Extracted records
========

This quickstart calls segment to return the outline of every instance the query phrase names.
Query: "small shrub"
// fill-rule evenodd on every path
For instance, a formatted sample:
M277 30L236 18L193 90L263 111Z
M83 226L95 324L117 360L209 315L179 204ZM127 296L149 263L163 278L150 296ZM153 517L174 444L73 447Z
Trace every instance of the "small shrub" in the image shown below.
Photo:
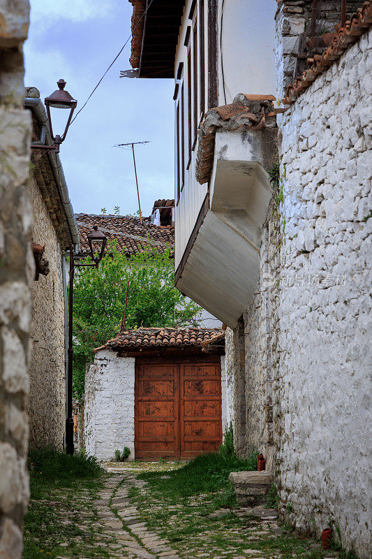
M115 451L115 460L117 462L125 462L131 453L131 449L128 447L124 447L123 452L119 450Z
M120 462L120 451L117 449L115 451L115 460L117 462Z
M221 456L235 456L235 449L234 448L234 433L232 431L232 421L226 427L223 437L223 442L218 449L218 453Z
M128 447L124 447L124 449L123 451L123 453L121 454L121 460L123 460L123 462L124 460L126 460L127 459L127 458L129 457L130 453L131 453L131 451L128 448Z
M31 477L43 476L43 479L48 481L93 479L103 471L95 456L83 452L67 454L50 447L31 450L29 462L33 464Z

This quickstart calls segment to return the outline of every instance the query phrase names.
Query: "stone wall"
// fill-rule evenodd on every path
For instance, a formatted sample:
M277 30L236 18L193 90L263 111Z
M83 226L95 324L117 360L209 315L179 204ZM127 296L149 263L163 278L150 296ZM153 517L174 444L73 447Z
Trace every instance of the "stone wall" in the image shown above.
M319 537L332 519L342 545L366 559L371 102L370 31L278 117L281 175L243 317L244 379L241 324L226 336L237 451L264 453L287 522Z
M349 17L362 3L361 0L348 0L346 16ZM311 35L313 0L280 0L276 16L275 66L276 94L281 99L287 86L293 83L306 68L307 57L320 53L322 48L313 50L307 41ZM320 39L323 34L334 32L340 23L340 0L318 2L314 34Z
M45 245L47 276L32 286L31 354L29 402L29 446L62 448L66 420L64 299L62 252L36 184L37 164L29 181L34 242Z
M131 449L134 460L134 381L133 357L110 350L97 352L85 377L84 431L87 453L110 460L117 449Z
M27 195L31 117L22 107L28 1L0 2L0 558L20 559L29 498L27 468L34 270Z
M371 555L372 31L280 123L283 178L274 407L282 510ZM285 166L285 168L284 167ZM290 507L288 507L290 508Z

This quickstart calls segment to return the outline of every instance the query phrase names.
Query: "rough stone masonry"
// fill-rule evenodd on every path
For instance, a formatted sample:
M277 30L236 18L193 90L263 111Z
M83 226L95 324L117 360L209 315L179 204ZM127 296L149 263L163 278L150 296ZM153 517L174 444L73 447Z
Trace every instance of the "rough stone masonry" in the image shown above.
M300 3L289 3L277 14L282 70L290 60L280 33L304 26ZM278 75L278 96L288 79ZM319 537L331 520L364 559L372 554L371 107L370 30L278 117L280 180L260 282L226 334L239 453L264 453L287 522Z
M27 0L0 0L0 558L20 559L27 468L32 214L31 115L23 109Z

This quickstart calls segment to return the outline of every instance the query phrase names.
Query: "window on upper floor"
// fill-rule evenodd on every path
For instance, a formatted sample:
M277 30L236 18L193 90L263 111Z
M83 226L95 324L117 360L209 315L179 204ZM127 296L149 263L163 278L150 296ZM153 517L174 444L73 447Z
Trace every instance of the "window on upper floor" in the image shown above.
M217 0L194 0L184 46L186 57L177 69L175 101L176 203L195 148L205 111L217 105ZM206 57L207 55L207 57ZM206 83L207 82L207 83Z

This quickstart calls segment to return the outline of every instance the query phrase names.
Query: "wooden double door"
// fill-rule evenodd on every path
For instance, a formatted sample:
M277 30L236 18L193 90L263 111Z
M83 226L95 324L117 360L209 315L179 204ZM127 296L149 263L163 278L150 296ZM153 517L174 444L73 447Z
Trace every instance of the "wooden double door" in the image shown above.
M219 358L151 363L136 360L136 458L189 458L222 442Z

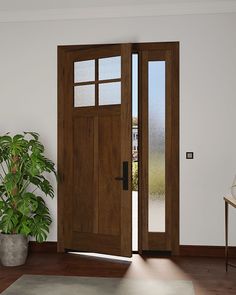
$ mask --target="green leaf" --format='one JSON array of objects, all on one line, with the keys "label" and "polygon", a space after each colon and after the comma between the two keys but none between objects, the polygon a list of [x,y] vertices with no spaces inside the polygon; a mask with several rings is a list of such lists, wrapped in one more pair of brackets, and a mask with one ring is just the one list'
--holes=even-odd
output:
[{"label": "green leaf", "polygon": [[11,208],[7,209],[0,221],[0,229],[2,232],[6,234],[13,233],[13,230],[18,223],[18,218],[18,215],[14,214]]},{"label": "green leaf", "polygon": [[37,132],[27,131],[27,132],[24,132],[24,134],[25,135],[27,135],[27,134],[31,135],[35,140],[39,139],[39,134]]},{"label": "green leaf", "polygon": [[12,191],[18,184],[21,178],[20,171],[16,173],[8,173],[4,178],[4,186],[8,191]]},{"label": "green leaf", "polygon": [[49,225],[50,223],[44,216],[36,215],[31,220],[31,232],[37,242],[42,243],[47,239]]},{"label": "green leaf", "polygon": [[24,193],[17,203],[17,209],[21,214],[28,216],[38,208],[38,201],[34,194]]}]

========

* _Aim of the task_: Please transcribe the material word for word, starting at its first line and ending at the line containing "M31 477L43 476L43", and leave the pictures out of your answer.

* _Solution_:
This quickstart calls segment to return the outline of every instance the query phrase names.
Query: "small shrub"
// fill-rule evenodd on every path
For instance, a formatted sample:
M277 30L236 18L193 90L263 111Z
M83 226L95 324L117 360L209 315L179 204ZM127 296L149 263L163 278L150 296ZM153 517L174 444L73 447Z
Trace every instance of the "small shrub" in the image shown below.
Photo:
M115 451L115 460L117 462L125 462L131 453L131 449L128 447L124 447L123 452L119 450Z
M120 462L120 451L117 449L115 451L115 460L117 462Z
M221 456L235 456L235 449L234 448L234 433L232 431L232 421L226 427L223 437L223 442L218 449L218 453Z
M128 447L124 447L124 449L123 451L123 453L121 454L121 460L123 460L123 462L124 460L126 460L127 459L127 458L129 457L130 453L131 453L131 451L128 448Z
M31 477L43 476L43 479L48 481L93 479L103 471L95 456L83 452L67 454L50 447L31 450L29 462L33 464Z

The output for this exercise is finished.